[Stored data entries]
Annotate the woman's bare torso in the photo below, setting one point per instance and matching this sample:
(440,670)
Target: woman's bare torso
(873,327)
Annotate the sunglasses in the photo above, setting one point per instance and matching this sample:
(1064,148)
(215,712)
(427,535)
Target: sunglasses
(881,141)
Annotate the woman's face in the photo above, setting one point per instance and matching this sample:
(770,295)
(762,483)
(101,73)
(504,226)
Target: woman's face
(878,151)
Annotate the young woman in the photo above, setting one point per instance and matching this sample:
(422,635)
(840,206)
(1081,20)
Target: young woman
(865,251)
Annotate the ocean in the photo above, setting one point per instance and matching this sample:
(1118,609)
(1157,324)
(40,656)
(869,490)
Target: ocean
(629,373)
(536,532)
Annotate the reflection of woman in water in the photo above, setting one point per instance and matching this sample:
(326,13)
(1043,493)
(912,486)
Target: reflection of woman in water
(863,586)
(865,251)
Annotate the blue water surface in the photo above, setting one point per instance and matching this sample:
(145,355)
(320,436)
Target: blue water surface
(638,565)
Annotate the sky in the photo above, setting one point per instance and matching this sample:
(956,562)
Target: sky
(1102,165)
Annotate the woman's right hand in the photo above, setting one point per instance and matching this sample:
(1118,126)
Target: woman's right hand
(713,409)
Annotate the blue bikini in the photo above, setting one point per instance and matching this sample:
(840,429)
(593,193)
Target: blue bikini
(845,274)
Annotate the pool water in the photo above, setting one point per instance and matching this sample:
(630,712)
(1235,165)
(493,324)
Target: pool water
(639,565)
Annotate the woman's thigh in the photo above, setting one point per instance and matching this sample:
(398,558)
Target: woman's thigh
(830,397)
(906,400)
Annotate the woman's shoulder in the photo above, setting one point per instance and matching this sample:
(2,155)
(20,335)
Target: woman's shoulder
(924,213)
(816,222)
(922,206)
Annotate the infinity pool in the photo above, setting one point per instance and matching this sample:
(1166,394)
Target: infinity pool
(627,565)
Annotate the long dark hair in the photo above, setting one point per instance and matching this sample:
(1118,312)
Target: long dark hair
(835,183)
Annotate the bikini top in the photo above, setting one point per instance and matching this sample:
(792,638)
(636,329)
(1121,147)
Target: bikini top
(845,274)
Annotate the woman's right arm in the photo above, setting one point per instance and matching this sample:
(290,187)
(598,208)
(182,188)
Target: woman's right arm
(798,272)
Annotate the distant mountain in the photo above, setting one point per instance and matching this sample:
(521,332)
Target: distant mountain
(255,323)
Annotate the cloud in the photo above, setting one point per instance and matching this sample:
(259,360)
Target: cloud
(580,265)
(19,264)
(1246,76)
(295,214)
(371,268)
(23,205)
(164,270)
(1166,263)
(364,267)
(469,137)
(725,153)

Exercise directions
Recast the material, from the line containing "Annotate the bikini" through the end of the material, as a Markdown table with the columns Row and Line. Number each line in the Row column and skip blank lines.

Expected answer
| Row | Line |
|---|---|
| 1 | Annotate the bikini top in the photo above, setting one point per instance and matching this sample: |
| 2 | (792,638) |
| 3 | (636,329) |
| 4 | (1121,147) |
| 5 | Target: bikini top |
| 6 | (845,274) |
| 7 | Annotate the woman's right arm in the photo above, setting one point per instance and matching this sample: |
| 8 | (290,187) |
| 9 | (598,208) |
| 10 | (182,188) |
| 11 | Target: woman's right arm |
| 12 | (798,272) |
| 13 | Annotate the distant mountain in the photo above, setting one point per instance and matching this sample: |
| 14 | (521,332) |
| 15 | Target: distant mountain |
| 16 | (255,323) |
| 17 | Annotate the cloud in the photo above, setting one point per instance and matching this sample: |
| 18 | (259,360) |
| 19 | Target: cloud |
| 20 | (580,265) |
| 21 | (19,264) |
| 22 | (1246,76) |
| 23 | (295,214) |
| 24 | (371,268) |
| 25 | (23,205) |
| 26 | (164,270) |
| 27 | (1166,263) |
| 28 | (364,267) |
| 29 | (469,137) |
| 30 | (725,153) |